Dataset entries
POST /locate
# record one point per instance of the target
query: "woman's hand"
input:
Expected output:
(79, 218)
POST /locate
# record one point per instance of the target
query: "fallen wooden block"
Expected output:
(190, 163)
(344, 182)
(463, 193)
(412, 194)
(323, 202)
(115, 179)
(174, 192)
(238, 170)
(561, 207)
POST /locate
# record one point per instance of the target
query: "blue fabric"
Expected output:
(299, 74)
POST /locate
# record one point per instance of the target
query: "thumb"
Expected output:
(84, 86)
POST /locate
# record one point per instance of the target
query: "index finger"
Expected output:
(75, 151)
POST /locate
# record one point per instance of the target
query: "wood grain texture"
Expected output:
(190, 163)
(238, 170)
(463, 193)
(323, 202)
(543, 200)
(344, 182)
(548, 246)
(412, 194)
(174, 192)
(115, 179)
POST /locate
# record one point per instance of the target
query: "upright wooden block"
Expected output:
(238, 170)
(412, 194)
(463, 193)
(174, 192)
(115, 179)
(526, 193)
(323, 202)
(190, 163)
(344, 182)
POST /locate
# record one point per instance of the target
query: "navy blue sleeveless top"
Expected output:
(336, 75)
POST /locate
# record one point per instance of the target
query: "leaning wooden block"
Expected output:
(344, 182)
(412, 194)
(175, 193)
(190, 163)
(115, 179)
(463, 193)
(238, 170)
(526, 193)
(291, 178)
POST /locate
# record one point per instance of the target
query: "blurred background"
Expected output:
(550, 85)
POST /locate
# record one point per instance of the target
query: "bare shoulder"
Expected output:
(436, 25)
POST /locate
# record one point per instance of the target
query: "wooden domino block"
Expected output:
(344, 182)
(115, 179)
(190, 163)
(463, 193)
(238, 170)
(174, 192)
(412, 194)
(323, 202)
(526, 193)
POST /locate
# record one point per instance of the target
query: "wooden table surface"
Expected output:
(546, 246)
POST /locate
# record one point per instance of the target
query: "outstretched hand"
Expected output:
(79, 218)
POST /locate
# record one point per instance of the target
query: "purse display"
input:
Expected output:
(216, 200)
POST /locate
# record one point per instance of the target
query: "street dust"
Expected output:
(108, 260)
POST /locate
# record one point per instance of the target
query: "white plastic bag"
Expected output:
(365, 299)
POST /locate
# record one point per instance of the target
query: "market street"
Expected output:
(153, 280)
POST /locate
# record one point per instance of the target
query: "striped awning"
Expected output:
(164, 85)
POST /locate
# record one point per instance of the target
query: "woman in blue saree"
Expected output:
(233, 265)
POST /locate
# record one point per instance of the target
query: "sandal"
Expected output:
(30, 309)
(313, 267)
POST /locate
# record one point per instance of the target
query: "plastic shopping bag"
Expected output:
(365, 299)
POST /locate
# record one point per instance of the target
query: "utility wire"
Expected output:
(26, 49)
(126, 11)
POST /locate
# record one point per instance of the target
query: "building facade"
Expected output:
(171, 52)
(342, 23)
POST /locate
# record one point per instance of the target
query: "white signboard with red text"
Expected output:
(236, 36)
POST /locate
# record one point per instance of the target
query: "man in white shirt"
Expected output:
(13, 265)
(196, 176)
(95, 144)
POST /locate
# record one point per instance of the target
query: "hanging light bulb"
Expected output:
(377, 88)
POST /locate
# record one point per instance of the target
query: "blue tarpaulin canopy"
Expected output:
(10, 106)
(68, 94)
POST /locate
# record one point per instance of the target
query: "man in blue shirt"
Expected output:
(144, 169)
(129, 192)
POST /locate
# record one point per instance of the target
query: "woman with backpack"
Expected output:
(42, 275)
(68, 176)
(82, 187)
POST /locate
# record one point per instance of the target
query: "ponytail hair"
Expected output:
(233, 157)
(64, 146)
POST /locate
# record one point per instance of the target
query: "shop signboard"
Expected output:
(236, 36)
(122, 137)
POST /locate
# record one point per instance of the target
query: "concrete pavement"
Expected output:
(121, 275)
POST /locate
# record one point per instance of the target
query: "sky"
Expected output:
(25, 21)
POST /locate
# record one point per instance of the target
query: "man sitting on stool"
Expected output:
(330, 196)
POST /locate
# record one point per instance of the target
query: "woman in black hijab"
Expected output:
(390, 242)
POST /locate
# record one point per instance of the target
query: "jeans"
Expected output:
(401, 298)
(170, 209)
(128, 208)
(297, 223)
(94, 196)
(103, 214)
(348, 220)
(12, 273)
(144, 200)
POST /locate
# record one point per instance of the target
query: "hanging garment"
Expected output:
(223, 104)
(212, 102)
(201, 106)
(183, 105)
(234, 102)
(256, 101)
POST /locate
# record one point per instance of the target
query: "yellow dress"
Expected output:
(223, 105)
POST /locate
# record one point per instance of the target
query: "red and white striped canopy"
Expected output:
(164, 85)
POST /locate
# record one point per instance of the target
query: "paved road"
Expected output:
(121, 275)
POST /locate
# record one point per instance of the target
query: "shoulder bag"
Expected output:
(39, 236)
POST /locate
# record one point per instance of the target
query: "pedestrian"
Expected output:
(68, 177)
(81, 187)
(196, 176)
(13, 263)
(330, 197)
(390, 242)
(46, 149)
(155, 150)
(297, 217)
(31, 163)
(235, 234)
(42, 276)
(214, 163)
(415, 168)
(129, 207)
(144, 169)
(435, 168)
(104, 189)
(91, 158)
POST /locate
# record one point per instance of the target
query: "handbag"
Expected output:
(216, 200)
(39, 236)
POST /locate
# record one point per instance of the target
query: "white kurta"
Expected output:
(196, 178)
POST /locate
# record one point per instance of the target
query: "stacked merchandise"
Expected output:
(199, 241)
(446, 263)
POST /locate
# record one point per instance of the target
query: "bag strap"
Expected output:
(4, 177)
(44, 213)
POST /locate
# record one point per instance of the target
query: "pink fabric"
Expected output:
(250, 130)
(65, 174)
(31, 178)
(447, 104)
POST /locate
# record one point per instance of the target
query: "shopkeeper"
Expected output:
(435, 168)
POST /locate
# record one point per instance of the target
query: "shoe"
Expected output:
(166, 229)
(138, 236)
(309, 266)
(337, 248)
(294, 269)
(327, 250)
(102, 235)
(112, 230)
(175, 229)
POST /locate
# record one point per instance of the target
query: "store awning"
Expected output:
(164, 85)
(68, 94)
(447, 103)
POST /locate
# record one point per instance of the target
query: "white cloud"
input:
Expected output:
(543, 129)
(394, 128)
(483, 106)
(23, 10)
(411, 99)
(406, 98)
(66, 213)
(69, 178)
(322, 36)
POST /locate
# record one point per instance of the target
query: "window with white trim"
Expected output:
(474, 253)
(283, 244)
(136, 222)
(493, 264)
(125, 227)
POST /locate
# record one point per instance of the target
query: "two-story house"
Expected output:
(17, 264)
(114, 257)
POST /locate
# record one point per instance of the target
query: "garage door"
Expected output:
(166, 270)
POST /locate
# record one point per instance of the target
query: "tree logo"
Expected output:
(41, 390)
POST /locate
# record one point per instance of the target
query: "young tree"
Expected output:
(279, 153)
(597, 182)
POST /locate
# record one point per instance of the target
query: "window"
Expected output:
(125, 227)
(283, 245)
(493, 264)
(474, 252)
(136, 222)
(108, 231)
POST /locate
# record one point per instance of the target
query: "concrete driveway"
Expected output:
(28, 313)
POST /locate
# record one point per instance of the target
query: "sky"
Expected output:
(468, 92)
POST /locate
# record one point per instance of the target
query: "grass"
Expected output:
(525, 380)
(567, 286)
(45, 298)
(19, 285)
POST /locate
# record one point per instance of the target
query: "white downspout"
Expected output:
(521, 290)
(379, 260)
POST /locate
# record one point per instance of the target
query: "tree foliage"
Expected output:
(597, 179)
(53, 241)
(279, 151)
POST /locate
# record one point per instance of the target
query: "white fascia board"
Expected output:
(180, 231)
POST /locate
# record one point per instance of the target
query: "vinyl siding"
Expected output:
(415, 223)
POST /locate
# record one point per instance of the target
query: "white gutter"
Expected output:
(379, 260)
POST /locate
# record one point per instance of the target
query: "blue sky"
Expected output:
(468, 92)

- What you should do -
Gather each line of the records above that contains the word "hanging", and list those lines.

- Full output -
query: "hanging light bulb"
query: "hanging garment"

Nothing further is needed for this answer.